TEXT SEGMENT:
# # #
Small Cell Lymphoma in Dogs
Small cell lymphoma mostly affects the lymph nodes. This variant is a B-cell lymphoma which affects B cell lymphocytes. Still, about 20% of T-cell lymphomas are small cell variants.
- The small cell lymphoma that affects dogs often targets the population of middle aged and older dogs. Younger generations are often less like to develop small cell lymphoma. Still, there had been reports of young dogs with this type of lymphoma.
Causes of Small Cell Lymphoma.
- Just like most cancers of the lymphoid system, the exact reasons why small cell lymphoma develops are unknown. Still, the following are some of the possible causes:
- Genetic predisposition. Some dogs inherit risks of developing small cell lymphoma from their parents or other family members.
- Exposure to toxins, carcinogens, and pollutants. Such factors can trigger many types of cancer.
- Exposure to strong magnetic fields and UV rays. These environmental factors are reported to have an effect in the ailment.
Symptoms of Small Cell Lymphoma..
- Owners should watch out for the following symptoms:
- Enlarged lymph nodes that can be seen or touched
- Pain in parts of the body, especially in the abdomen
- Loss of appetite
- Weight loss
Treatment of Small Cell Lymphoma
- Chemotherapy is the best option to treat small cell lymphoma.
- The medications are often provided on a regular basis, for a certain period of time.
- What makes this a good option is that it can easily destroy cancer cells without the side effects associated with use in humans, such as hair loss.
Prognosis is good if the dog is diagnosed at the early stages. Still, dogs rarely reach 2 years after the diagnosis
Of all the types of lymphomas, the multicentric variety is the most prevalent. If the cancer is widespread and affects a number of lymph nodes in the body, then it is called multicentric lymphoma.
Multicentric Lymphoma in Dogs
- It accounts for 80% of the total lymphomas diagnosed in dogs.
- Middle aged and older dogs are more susceptible to developing multicentric lymphoma.
- Dogs are also affected by lymphomas.
- Like in humans, their lymphoid system works to keep the body from infections and diseases. Thus, if the dog has multicentric lymphoma, the immune system is also compromised.
- It is estimated that about 84 out of 100,000 old dogs (10-11 years) have multicentric lymphoma. This is according to the Pet Cancer Center. Also, 3 out of 200,000 young dogs (below 1 year) have this ailment.
- The exact cause of multicentric lymphoma is not known. Still, the following are possible:
- Genetic. .
# # #
THE DATA:

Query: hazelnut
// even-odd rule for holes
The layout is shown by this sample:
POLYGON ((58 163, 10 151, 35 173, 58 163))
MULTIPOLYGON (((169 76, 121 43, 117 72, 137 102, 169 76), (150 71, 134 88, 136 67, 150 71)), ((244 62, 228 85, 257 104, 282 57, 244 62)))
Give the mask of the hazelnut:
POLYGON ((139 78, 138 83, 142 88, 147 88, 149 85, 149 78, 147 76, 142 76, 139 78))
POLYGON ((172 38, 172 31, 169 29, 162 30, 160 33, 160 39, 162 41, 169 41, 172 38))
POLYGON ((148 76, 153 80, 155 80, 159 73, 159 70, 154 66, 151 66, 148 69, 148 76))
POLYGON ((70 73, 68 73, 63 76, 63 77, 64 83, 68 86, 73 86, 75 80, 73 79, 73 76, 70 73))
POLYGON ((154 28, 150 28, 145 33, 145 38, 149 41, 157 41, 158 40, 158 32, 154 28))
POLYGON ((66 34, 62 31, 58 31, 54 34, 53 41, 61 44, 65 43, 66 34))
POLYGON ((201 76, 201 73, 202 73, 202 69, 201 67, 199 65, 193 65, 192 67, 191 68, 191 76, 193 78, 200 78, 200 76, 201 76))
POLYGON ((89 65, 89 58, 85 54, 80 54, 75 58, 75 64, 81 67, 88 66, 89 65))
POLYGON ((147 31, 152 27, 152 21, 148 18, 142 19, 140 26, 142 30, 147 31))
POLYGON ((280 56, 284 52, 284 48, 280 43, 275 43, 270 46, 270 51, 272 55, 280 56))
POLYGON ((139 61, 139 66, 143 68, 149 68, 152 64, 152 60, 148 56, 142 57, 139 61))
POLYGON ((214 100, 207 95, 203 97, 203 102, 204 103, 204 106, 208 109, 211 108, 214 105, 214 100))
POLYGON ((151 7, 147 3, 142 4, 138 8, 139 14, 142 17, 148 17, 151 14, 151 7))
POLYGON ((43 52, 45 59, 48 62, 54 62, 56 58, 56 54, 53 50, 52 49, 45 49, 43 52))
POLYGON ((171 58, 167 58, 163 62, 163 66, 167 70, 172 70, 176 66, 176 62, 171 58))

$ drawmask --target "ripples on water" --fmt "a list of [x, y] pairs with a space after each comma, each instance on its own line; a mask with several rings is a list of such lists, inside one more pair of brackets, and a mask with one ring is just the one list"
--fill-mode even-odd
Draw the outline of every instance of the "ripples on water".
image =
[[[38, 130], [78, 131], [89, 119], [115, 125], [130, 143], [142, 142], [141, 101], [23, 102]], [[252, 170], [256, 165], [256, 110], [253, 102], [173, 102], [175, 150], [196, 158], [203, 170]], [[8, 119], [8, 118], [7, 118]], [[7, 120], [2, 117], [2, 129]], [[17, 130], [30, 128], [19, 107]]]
# # #
ASSIGNMENT:
From the text on lymphoma in dogs, extract the passage beginning at the words "Small Cell Lymphoma in" and stopping after the words "small cell variants.".

RESULT FOR THIS TASK:
Small Cell Lymphoma in Dogs
Small cell lymphoma mostly affects the lymph nodes. This variant is a B-cell lymphoma which affects B cell lymphocytes. Still, about 20% of T-cell lymphomas are small cell variants.